▶ **Supplied text**
# # # # #

Not every burger brand needs to be precious about it.
The smash-burger category exploded, and the brand look followed it into polite territory — neutral palettes, soft light, craft typography, laminated menus. BUNZ didn't want to join that room. It wanted to cut through it. The brief was for an identity that felt loud and unapologetic — a shop that serves burgers fast, hot, and honest, and looks the part.
The system leads with a distressed hand-drawn wordmark and a flame mark, a red-on-black palette with cream for contrast, and raw service-counter photography that shows hands, grills, and plates crossing the line — not hero food styling. Menus behave like posters. Packaging (fry boxes, ketchup packs, red takeout bag) reads like merch. Business cards are red front, debossed cream back. Every touchpoint is tuned to feel like it came out of the kitchen, not a design studio.

# # # # #

▶ **Short problem 1**
According to the BUNZ branding text, what are the colors and finish of the business cards?
▶ **Short problem 2**
Reproduce the records starting at the line that contains "Mark the bowl" and ending at the last line of the records, including both ends. Leave the pictures out of your answer.

▶ **Dataset rows**
# # # # #

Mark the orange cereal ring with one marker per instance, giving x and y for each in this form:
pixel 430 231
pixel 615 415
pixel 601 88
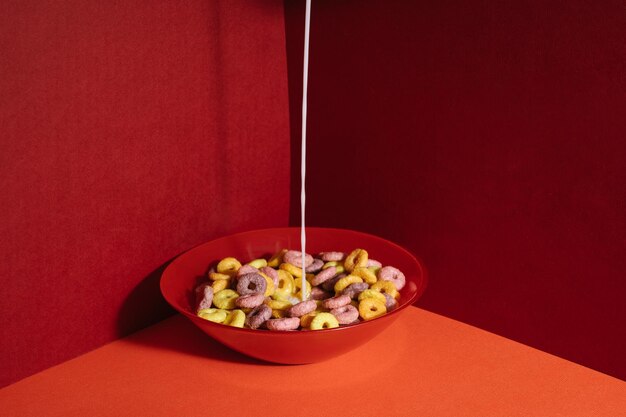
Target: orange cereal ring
pixel 386 287
pixel 324 321
pixel 367 275
pixel 389 273
pixel 372 294
pixel 301 308
pixel 347 314
pixel 345 281
pixel 356 258
pixel 225 299
pixel 277 259
pixel 370 308
pixel 284 324
pixel 228 265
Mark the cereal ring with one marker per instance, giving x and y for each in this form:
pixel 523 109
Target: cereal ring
pixel 251 283
pixel 236 318
pixel 324 276
pixel 228 265
pixel 284 324
pixel 357 257
pixel 220 284
pixel 386 287
pixel 258 263
pixel 277 259
pixel 204 297
pixel 246 269
pixel 225 299
pixel 353 290
pixel 258 316
pixel 345 281
pixel 272 273
pixel 372 294
pixel 315 267
pixel 250 300
pixel 346 314
pixel 332 256
pixel 324 321
pixel 367 275
pixel 389 273
pixel 335 302
pixel 215 315
pixel 390 302
pixel 302 308
pixel 278 304
pixel 372 263
pixel 295 258
pixel 370 308
pixel 330 284
pixel 319 294
pixel 293 270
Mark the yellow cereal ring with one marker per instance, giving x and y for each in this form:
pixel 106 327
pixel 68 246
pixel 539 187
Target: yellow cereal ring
pixel 372 294
pixel 278 314
pixel 277 259
pixel 305 320
pixel 357 257
pixel 278 304
pixel 324 321
pixel 214 276
pixel 269 289
pixel 293 270
pixel 258 263
pixel 236 318
pixel 213 314
pixel 370 308
pixel 345 281
pixel 386 287
pixel 228 265
pixel 286 282
pixel 225 299
pixel 367 275
pixel 220 285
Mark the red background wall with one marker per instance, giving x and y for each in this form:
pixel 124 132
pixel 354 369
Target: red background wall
pixel 129 132
pixel 488 138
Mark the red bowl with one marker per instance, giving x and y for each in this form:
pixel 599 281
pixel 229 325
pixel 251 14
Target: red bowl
pixel 182 275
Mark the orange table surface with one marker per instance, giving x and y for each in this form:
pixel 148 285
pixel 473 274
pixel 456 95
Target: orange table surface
pixel 423 365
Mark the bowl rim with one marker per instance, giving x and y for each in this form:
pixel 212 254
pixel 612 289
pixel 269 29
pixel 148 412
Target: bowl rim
pixel 418 293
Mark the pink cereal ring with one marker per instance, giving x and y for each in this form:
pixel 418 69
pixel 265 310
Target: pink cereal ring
pixel 353 290
pixel 319 294
pixel 375 263
pixel 250 300
pixel 324 276
pixel 390 302
pixel 246 269
pixel 251 284
pixel 286 323
pixel 315 267
pixel 204 296
pixel 329 285
pixel 332 256
pixel 302 308
pixel 270 272
pixel 336 302
pixel 346 314
pixel 258 316
pixel 389 273
pixel 294 258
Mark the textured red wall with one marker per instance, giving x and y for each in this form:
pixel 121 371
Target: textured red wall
pixel 129 132
pixel 488 138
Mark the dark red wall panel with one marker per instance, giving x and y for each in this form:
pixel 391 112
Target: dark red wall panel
pixel 129 132
pixel 488 138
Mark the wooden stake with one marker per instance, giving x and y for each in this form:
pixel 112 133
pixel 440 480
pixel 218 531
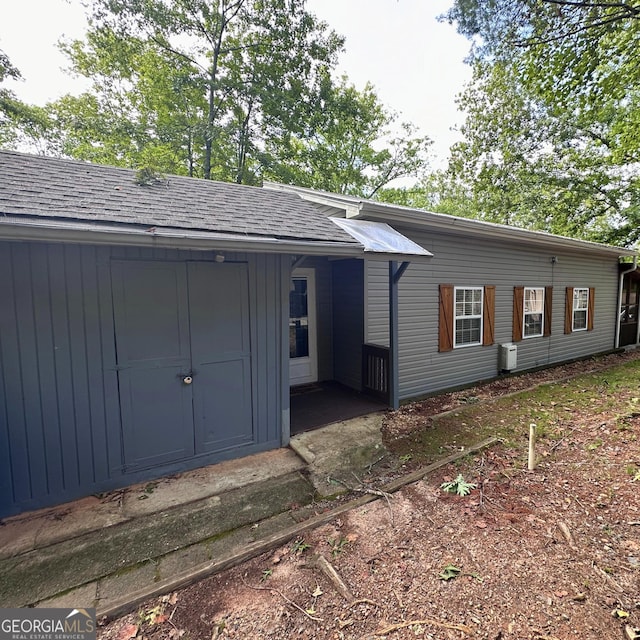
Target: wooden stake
pixel 327 568
pixel 532 446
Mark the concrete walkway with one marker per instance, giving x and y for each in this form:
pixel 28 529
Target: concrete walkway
pixel 113 551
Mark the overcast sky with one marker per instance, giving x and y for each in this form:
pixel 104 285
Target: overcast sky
pixel 414 62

# # # # #

▶ **Full solution 1**
They have a red front and a debossed cream back.

▶ **Full solution 2**
Mark the bowl rim with one marker per instance, giving x and y for each in this form:
pixel 212 254
pixel 612 289
pixel 269 29
pixel 148 412
Target: bowl rim
pixel 418 293
Mark the pink cereal ring with one marker per instance, giving x and y for each in this form:
pixel 418 69
pixel 265 310
Target: pink cereal ring
pixel 353 290
pixel 319 294
pixel 375 263
pixel 250 300
pixel 324 276
pixel 390 302
pixel 246 269
pixel 251 284
pixel 286 323
pixel 315 267
pixel 204 296
pixel 329 285
pixel 332 256
pixel 302 308
pixel 270 272
pixel 336 302
pixel 346 314
pixel 258 316
pixel 389 273
pixel 294 258
Mark the textured red wall with one marker per instance, giving x and y for each in this form:
pixel 121 371
Target: textured red wall
pixel 129 132
pixel 488 138
Mark the dark red wall panel with one marker per instance, giving x and y for each in this form:
pixel 391 112
Target: dark red wall panel
pixel 129 132
pixel 488 138
Mark the wooden stake with one marker per instance, giving x and y for each in this form:
pixel 112 133
pixel 440 480
pixel 218 531
Target: wooden stake
pixel 327 568
pixel 532 446
Mark the concrete walkway with one marker per instance, giving x and y for each in this form:
pixel 28 529
Target: concrete walkway
pixel 113 551
Mark the overcast sky with one marker per instance, giving x and y for each in this form:
pixel 104 285
Target: overcast sky
pixel 414 62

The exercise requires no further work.